EXERCISE GOAL: Go through the entries below and tally the lines containing the string "instance"; report only the tally.

SUPPLIED RECORDS:
====

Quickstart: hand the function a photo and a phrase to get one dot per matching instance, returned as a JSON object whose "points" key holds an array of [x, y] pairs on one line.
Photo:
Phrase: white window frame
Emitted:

====

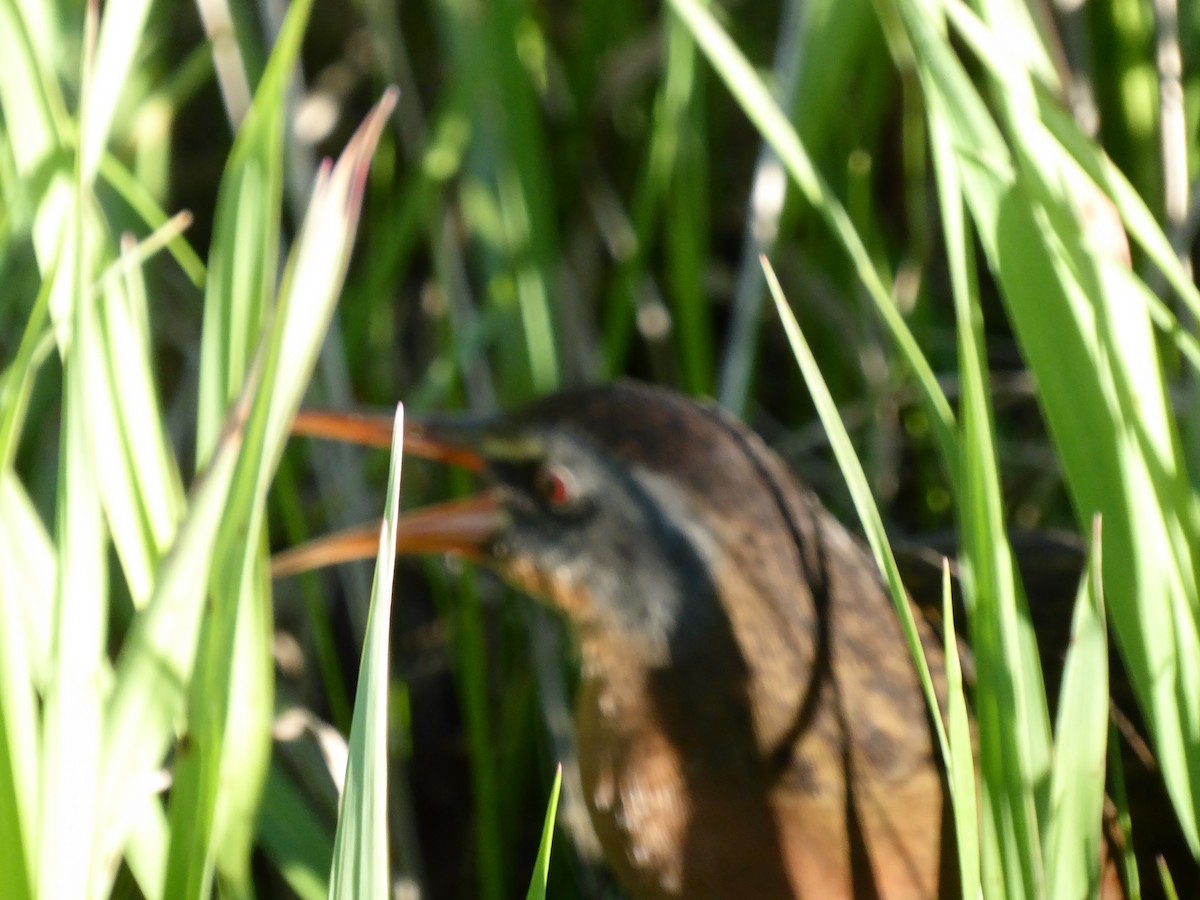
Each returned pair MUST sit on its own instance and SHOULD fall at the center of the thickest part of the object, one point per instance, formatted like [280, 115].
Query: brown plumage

====

ANSWER BELOW: 2